**Required task:** Copy every line in the entries below that contains the string "microphone". Case counts when matching.

Stored records
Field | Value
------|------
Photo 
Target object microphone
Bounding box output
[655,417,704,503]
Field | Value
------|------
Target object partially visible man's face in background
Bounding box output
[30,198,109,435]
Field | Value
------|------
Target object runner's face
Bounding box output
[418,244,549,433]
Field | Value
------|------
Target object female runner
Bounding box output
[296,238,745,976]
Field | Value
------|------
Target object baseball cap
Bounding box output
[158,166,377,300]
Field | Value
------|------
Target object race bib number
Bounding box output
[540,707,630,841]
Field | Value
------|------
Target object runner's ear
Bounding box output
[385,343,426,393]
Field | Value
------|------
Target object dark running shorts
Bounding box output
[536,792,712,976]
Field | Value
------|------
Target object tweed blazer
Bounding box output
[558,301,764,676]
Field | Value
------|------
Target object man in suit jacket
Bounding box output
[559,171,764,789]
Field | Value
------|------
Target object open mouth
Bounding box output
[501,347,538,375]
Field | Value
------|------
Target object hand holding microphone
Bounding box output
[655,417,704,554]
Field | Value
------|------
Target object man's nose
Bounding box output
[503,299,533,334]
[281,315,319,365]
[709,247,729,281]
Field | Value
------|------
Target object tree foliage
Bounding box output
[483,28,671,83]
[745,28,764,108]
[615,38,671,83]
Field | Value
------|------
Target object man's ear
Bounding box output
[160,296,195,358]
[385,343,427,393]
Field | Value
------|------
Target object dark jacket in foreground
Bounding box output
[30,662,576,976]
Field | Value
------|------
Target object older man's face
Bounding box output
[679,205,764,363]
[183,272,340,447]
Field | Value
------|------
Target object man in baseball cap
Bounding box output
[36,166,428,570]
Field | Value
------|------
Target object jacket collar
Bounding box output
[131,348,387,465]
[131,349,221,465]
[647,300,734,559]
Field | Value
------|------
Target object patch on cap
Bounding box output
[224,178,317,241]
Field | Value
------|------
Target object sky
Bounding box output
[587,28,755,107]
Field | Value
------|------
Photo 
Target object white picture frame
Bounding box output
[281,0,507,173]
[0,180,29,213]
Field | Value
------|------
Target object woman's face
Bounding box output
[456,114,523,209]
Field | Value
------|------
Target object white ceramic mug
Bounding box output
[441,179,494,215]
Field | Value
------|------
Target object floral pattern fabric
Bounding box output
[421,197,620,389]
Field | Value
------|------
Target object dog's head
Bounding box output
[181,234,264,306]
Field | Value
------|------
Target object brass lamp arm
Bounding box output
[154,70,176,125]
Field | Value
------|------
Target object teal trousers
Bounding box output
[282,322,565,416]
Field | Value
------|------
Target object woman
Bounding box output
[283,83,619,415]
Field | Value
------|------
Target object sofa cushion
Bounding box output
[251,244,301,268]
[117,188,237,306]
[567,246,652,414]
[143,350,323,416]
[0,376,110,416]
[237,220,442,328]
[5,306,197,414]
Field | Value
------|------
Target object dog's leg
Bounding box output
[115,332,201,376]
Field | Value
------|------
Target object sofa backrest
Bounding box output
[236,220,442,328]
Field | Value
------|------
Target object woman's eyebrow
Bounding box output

**Solution for this task:**
Target object microphone
Target object hand holding microphone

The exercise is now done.